▸ EXERCISE SET
**1)** Write out the part of the conntrack post that begins at the words "Problem is this" and stops after "unconfirmed entry ?".
**2)** According to the conntrack post, in what situation might the unconfirmed list be very long?

▸ DOCUMENT EXTRACT
▽

I had a look at current conntrack and found the 'unconfirmed' list was
maybe a candidate for a potential blackhole.

That is, if a reader happens to hit an entry that is moved from regular
hash table slot 'hash' to unconfirmed list, reader might scan whole
unconfirmed list to find out he is not anymore on the wanted hash chain.

Problem is this unconfirmed list might be very very long in case of
DDOS. It's really not designed to be scanned during a lookup.

So I guess we should stop early if we find an unconfirmed entry ?
---
To unsubscribe from this list: send the line "unsubscribe netdev" in
the body of a message to majordomo@vger.kernel.org
More majordomo info at  http://vger.kernel.org/majordomo-info.html
diff --git a/include/net/netfilter/nf_conntrack.h b/include/net/netfilter/nf_conntrack.h
index bde095f..0573641 100644
--- a/include/net/netfilter/nf_conntrack.h
+++ b/include/net/netfilter/nf_conntrack.h
@@ -298,8 +298,10 @@ extern int nf_conntrack_set_hashsize(const char *val, struct kernel_param *kp);
 extern unsigned int nf_conntrack_htable_size;
 extern unsigned int nf_conntrack_max;
 
-#define NF_CT_STAT_INC(net, count)	\
+#define NF_CT_STAT_INC(net, count)		\
 	__this_cpu_inc((net)->ct.stat->count)
+#define NF_CT_STAT_ADD(net, count, value)	\
+	__this_cpu_add((net)->ct.stat->count, value)

△

(Saved entries)
▽

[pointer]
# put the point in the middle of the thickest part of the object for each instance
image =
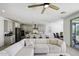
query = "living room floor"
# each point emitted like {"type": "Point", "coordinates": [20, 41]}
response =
{"type": "Point", "coordinates": [73, 51]}
{"type": "Point", "coordinates": [70, 50]}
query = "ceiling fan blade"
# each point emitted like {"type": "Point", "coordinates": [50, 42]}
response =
{"type": "Point", "coordinates": [54, 7]}
{"type": "Point", "coordinates": [35, 5]}
{"type": "Point", "coordinates": [43, 10]}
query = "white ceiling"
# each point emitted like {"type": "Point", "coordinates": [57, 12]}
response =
{"type": "Point", "coordinates": [20, 12]}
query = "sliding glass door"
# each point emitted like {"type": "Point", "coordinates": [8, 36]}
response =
{"type": "Point", "coordinates": [75, 33]}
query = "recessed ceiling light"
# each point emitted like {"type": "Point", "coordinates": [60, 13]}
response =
{"type": "Point", "coordinates": [3, 11]}
{"type": "Point", "coordinates": [63, 12]}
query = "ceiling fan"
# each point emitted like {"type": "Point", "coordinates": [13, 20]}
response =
{"type": "Point", "coordinates": [45, 5]}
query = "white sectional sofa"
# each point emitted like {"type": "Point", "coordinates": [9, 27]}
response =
{"type": "Point", "coordinates": [48, 45]}
{"type": "Point", "coordinates": [34, 46]}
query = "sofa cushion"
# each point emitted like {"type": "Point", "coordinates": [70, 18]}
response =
{"type": "Point", "coordinates": [41, 41]}
{"type": "Point", "coordinates": [13, 49]}
{"type": "Point", "coordinates": [26, 51]}
{"type": "Point", "coordinates": [54, 49]}
{"type": "Point", "coordinates": [53, 42]}
{"type": "Point", "coordinates": [3, 53]}
{"type": "Point", "coordinates": [41, 48]}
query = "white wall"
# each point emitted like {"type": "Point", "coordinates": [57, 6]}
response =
{"type": "Point", "coordinates": [66, 29]}
{"type": "Point", "coordinates": [1, 31]}
{"type": "Point", "coordinates": [55, 27]}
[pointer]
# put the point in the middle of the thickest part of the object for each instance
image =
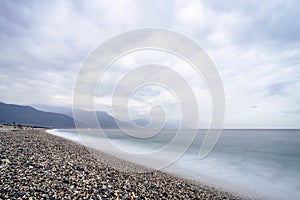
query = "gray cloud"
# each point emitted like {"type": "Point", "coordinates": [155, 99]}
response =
{"type": "Point", "coordinates": [255, 45]}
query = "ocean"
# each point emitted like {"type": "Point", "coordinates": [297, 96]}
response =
{"type": "Point", "coordinates": [262, 164]}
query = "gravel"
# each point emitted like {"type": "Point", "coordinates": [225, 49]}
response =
{"type": "Point", "coordinates": [37, 165]}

△

▸ COMPLETED EXERCISE
**1)**
Problem is this unconfirmed list might be very very long in case of
DDOS. It's really not designed to be scanned during a lookup.

So I guess we should stop early if we find an unconfirmed entry ?

**2)** In case of DDOS.